— Exercise goal —
For every entry that follows, return an identical copy.

— Data records —
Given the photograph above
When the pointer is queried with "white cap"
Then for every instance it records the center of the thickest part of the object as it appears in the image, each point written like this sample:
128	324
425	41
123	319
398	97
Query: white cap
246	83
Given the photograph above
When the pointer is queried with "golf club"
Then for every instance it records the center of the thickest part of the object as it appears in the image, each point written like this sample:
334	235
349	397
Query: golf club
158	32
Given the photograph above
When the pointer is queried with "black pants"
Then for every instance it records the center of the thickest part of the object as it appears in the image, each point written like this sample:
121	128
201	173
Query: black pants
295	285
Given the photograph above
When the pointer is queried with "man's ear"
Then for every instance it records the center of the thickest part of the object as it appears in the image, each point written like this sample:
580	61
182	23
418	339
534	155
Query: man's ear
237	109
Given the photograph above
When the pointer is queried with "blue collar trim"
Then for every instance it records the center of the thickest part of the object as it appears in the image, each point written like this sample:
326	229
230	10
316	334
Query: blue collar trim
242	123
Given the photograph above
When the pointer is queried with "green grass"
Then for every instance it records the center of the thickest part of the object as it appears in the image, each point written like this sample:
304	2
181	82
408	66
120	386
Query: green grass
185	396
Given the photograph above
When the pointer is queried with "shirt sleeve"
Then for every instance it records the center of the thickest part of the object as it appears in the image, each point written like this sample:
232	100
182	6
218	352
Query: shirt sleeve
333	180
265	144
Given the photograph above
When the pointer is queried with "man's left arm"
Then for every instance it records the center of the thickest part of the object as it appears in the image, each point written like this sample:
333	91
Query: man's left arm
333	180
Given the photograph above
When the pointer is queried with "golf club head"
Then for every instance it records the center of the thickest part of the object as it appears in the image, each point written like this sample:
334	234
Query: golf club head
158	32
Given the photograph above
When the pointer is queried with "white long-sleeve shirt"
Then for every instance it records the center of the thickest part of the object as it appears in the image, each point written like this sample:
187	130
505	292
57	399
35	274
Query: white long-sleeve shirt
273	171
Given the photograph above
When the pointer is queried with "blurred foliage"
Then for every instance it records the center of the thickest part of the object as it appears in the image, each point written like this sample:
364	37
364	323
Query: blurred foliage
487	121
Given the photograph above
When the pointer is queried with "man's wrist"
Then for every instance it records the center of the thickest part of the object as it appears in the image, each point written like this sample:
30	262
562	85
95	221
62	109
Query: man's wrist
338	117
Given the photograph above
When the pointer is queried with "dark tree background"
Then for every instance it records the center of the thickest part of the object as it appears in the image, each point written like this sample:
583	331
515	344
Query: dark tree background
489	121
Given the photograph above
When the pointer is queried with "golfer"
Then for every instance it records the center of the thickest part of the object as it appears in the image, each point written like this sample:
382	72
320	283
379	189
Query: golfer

— Your solution —
Given the photograph above
When the pointer is queried with "white cap"
Then for every instance it records the center of the thickest part of the object as it appears in the image, each point written like this sample:
128	324
425	41
123	319
398	97
Query: white cap
246	83
Given the photograph above
When the pointer is queried with "golf club"
Then for every instance it records the center of the thickest part of the object as it appears in the image, each point written like this sample:
334	235
349	397
Query: golf club
158	32
Given the photograph above
When the pointer is queried with "black pants"
Then for every instance it records the center of the thickest part of the object as it appears in the image, each point written like this sample:
121	128
201	173
Query: black pants
295	285
Given the photograph above
When the pointer is queried with "man's ear"
Then for every instance it records the center of the thickest part of the object as it appears in the image, each point written like this sample:
580	61
182	23
418	339
534	155
Query: man's ear
237	109
Given the photograph above
When the pointer is queried with "blue collar trim"
Then for every instance it records the center of the thickest part of the object as it appears in the image, each point written like this sample:
326	229
230	10
316	334
Query: blue collar trim
242	123
Given the photograph above
When the pointer is queried with "green grass"
Then for every instance it records the center of the thickest part of the object as it appears in the image, each point written like this sample:
304	2
181	82
408	66
120	386
Query: green grass
185	396
Given the photograph above
When the pointer is queried with "shirt sleeve"
Then for every instance it records the center of the thickest part of the object as it appears in the image, each point written like this sample:
232	100
182	6
218	352
Query: shirt sleeve
333	180
265	144
Given the photograph above
When the pointer is queried with "man's left arm"
Then for every instance it records the center of the thickest part of the object as it appears in the image, each point written like this sample:
333	91
Query: man's left arm
333	180
Given the photograph above
When the pointer is queried with "golf club head"
Then for every instance it records the center of the thickest part of the object as it appears in the image, each point written like this sample:
334	234
Query: golf club head
158	32
Given the photograph above
When the pointer is queried with "white long-sleeve shirt"
Then for every instance it records the center of the thickest part of the object as it appears in the image, each point written like this sample:
187	130
505	292
57	399
35	274
Query: white long-sleeve shirt
273	171
Given the photograph above
When the pointer is queried with "blurred foliage"
Then for every instance it records the center of the thickest part of the object as it appears in the image, each point written like this sample:
364	37
364	323
Query: blurred foliage
487	121
Given the photograph above
When the pointer is queried with "man's wrist"
Then for every instance it records the center of the thickest part of the object as it appears in the image, each point written like this sample:
30	262
562	85
95	221
62	109
Query: man's wrist
338	117
Given the photograph above
When the pointer is queried with "dark tree background"
Then for every instance it records the center of the thickest part of the object as it appears in the image, each point written like this sample:
583	331
515	344
Query: dark tree background
489	121
Given the photograph above
When the pointer is queried with "golfer"
Then for every instance it records the center of the thickest part of the object as it appears in the image, each point written like this sample:
382	72
320	283
379	189
Query: golfer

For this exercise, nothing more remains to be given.